### TASK REQUIREMENTS
Reproduce word for word the lines from the one containing "front grille present." through the end of the entries.
Start of MATERIAL FOR THE TASK
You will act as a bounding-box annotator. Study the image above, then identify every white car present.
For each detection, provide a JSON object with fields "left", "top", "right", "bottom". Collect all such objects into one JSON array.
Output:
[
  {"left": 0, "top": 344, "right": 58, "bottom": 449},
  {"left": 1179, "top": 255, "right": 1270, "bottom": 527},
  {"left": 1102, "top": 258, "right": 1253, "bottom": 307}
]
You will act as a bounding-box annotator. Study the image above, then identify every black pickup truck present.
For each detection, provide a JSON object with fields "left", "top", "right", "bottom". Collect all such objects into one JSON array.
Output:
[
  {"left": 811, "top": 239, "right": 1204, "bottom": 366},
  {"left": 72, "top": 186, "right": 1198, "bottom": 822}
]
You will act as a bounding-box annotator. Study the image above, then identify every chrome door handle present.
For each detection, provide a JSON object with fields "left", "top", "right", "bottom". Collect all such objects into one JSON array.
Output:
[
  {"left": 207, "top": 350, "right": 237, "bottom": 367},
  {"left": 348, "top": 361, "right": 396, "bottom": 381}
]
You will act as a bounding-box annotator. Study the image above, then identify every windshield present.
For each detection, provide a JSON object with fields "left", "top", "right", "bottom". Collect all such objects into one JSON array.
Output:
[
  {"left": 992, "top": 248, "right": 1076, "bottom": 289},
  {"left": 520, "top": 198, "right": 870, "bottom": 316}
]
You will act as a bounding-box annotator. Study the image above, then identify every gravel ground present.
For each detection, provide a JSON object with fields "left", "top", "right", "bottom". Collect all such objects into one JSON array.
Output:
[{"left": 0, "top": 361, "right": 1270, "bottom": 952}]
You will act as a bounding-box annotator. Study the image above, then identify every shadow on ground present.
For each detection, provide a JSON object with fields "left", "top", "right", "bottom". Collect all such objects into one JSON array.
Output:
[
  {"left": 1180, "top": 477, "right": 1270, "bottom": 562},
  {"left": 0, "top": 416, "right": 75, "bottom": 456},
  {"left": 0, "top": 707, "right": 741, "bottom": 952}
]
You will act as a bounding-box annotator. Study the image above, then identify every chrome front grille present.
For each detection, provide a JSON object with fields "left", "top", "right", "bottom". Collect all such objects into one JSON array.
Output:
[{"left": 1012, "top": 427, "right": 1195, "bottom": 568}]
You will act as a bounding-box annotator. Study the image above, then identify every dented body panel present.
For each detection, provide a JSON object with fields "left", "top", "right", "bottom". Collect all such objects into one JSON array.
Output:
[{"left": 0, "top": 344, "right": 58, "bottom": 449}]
End of MATERIAL FOR THE TASK
### SOLUTION TO THE PROBLEM
You will act as a bounding-box annotator. Study the image above, then identify every chrome front grille present.
For each detection, provide a JSON object with fields "left", "top", "right", "bottom". Collect all such objects into one JSON array.
Output:
[{"left": 1012, "top": 427, "right": 1195, "bottom": 568}]
You will act as a bounding-box annotator. Study the image above, then identify every dented body panel present.
For each detection, provide a JSON object with fields "left", "top", "right", "bottom". Collect all such objects into one JSON array.
Output:
[{"left": 0, "top": 344, "right": 58, "bottom": 449}]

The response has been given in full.